_Текстовый фрагмент_:
▼▼▼

А убийство Неклюдова только предлог, и нет времени размышлять над тем, хорош он или плох.

Как метко сказал однажды Шестунов: «Заматерелые рутинисты и консерваторы вовсе не опасны, опасны либералы на словах, эти духи тьмы, они на деле всегда оборачиваются защитниками произвола и деспотизма».

Разоблачая Беклемишева и всех этих «людей белой кости», он будет разоблачать прежде всего их.

А воти церковь. У входа в руки провожающих опять влетают бумажки. Но на них нет генеральской подписи.

«С дозволения начальства. Шайка разбойников, воглаве которых атаман Беклемишев… Сотник, полицмейстер Сухотин, и проч. и проч. принимают заказы на убийства…»

Благочиние церковного отпевания нарушено.

Простой люд ропщет.

— Если бы наш брат убил, его бы плетьми да в каторгу, а баре убивают, им нипочем…

«Чистая» публика старается выбраться из церкви, но ее цепко держит толпа. Кладбище напоминает городской сад в дни гулянья. Людской муравейник ни на минуту не умолкает и все время в движении.

Петрашевский чуть не свалился в яму, на краю которой стоит гроб.

Его плохо слушают. Порой он и сам не слышит своего голоса. Все время к гробу подходят какие-то люди, кладут бумажные цветы или просто, осенив себя крестным знамением, молча целуют покойного в лоб.

Только слова, что Неклюдов жертва «изменнического убийства», на минуту водворили тишину.

Потом Петрашевский уже не мог продолжать. Но он сказал достаточно.

Теперь удар нанесен. В самое сердце Муравьеву. Его приближенные, люди, которых он отстаивал, — убийцы.

Во вторник фоминой недели богомольные христиане идут на кладбище с радостной вестью о воскресении Христа. Души умерших родных и близких должны возликовать. Могилы поливают медом, на них раскладывают пасхальные угощения, в землю зарывают крашеные яйца.

Могила Неклюдова как праздничный стол: яйца, куличи, подовые пироги.

▲▲▲

_Что требуется_:
[A] Представьте строки ниже, от первой до строки с «(427, 373), (438, 412)» включительно, в виде таблицы Markdown с колонками «№» и «Строка», пропустив пустые строки.
[B] Продолжите отрывок о похоронах Неклюдова, начав сразу после его последнего предложения.

_Перечень данных_:
▼▼▼

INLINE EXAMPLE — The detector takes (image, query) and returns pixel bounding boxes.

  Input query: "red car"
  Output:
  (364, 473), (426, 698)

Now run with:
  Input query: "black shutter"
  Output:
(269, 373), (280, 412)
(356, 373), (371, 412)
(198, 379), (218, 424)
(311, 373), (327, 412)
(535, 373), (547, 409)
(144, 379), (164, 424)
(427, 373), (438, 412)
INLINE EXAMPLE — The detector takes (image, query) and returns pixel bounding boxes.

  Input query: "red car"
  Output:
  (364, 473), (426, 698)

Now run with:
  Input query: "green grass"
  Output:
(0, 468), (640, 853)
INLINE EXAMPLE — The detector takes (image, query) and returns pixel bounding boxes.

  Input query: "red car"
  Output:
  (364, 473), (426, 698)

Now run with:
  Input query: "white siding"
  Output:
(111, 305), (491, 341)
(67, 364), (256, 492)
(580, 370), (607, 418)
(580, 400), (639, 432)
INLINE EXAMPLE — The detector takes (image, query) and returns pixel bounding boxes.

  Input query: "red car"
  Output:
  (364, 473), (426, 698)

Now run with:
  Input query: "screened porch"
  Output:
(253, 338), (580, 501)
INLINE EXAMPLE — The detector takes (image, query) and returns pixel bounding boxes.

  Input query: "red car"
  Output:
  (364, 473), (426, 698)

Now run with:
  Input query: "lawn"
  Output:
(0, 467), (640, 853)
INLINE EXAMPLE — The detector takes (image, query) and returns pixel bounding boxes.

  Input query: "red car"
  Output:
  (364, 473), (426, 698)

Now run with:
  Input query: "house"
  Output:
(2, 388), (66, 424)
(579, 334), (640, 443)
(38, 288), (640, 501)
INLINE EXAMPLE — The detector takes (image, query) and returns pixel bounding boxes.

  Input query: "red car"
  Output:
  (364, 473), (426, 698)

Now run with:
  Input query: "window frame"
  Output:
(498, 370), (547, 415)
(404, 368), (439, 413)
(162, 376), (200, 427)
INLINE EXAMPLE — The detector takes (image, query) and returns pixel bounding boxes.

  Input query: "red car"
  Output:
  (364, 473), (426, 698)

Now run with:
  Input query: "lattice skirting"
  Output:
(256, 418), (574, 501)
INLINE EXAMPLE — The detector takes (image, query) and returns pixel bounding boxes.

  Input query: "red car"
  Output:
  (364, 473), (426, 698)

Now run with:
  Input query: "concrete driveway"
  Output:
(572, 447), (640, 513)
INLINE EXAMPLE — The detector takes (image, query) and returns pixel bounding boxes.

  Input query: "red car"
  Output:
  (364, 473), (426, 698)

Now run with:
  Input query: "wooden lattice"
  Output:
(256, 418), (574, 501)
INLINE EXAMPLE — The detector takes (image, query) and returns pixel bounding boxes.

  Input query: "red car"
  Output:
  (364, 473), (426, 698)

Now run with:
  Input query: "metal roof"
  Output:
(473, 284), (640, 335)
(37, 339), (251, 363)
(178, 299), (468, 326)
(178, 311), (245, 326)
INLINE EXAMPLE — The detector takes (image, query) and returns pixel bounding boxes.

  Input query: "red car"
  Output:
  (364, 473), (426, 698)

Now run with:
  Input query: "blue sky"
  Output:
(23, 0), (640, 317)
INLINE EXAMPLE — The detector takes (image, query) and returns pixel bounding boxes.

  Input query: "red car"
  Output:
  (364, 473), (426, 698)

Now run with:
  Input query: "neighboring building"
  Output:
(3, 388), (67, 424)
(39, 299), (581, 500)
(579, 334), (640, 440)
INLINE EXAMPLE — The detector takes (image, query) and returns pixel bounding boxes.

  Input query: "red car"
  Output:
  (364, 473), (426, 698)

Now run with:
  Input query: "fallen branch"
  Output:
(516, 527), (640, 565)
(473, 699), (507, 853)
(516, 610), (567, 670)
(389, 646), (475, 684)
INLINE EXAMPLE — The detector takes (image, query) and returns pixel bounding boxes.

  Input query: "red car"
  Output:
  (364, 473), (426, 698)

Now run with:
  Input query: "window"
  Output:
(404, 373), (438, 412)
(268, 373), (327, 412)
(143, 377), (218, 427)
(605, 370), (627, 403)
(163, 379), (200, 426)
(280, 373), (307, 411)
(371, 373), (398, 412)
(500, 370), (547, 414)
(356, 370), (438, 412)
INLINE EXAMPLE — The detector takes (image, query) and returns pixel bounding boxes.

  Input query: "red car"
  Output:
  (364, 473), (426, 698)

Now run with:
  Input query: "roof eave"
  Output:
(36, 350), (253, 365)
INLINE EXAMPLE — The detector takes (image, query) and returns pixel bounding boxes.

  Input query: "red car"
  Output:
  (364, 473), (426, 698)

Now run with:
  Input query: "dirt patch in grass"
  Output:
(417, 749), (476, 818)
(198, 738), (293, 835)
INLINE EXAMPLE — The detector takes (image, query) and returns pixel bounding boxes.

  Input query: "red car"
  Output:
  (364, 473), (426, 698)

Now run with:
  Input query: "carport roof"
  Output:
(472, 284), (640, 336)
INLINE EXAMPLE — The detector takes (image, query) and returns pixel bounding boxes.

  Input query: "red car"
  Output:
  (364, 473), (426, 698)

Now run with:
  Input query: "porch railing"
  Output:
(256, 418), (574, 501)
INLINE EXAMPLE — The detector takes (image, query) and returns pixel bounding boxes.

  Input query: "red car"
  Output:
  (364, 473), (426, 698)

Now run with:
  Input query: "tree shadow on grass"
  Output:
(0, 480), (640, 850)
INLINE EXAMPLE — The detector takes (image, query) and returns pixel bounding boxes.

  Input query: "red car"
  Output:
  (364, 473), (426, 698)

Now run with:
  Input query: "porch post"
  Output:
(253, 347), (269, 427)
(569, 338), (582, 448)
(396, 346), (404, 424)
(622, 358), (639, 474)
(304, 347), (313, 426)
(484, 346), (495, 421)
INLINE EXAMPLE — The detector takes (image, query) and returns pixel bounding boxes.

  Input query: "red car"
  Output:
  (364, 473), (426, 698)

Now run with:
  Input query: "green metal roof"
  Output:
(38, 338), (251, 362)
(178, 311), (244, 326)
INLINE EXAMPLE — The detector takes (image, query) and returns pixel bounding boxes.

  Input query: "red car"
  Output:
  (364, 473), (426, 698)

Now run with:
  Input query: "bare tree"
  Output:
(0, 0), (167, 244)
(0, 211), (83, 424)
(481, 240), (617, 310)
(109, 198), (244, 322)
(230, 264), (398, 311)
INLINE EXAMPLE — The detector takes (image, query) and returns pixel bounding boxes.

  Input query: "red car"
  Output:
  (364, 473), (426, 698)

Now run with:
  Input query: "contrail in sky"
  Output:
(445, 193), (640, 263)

▲▲▲

_Ответы по заданиям_:
[A]
| № | Строка |
|---|---|
| 1 | INLINE EXAMPLE — The detector takes (image, query) and returns pixel bounding boxes. |
| 2 |   Input query: "red car" |
| 3 |   Output: |
| 4 |   (364, 473), (426, 698) |
| 5 | Now run with: |
| 6 |   Input query: "black shutter" |
| 7 |   Output: |
| 8 | (269, 373), (280, 412) |
| 9 | (356, 373), (371, 412) |
| 10 | (198, 379), (218, 424) |
| 11 | (311, 373), (327, 412) |
| 12 | (535, 373), (547, 409) |
| 13 | (144, 379), (164, 424) |
| 14 | (427, 373), (438, 412) |

[B]
Старушки кладут земные поклоны и молятся «убиенному Михаилу» как святому.

23 апреля 1859 года в № 17 «Иркутских губернских ведомостей» появилась статья за подписью Ф. Львова.

Автор не называл имен, но они были всем хорошо известны.

Он рассуждал о дуэлях. Может ли поединок доказать правоту одного и виновность другого? Нет, не может. И часто убитым оказывается именно правый. Однако законодательство различает убийство на дуэли и просто убийство, тем самым делая снисхождение предрассудку чести. Но для того чтобы это снисхождение было оказано, необходимо подтверждение, что «дело было ведено с обеих сторон с тою честностью, которая должна характеризовать людей, нарушающих закон из правил чести, в противном случае поединок справедливо относится к разряду самых гнусных убийств».

Указывая на небывалое брожение, которое вызвала дуэль среди жителей Иркутска, Львов требует судебного разбирательства, чтобы, наконец, открылась истина. Если это было убийство, преступники должны понести по заслугам.

Под суд беклемишевско-муравьевскую шайку убийц!

Городовая управа осматривала труп Неклюдова и местность, где происходила дуэль. Теперь нужно, чтобы убийца и его пособники были взяты под стражу, а материалы об их гнусных делах переданы в Иркутско-Верхоленский окружной суд.

И никто не обратил внимания на то, что статья Львова появилась 23 апреля 1859 года, в десятую годовщину со дня ареста петрашевцев.

Львов требовал суда. Но суда не только над убийцами Неклюдова. Он требовал кары тем, кто с той же безнаказанностью, с тем же произволом обрек тысячи лучших людей России на каторгу, тюрьмы, гибель.

23 апреля звучало символом.

Суда над сатрапами требовал осужденный ими петрашевец.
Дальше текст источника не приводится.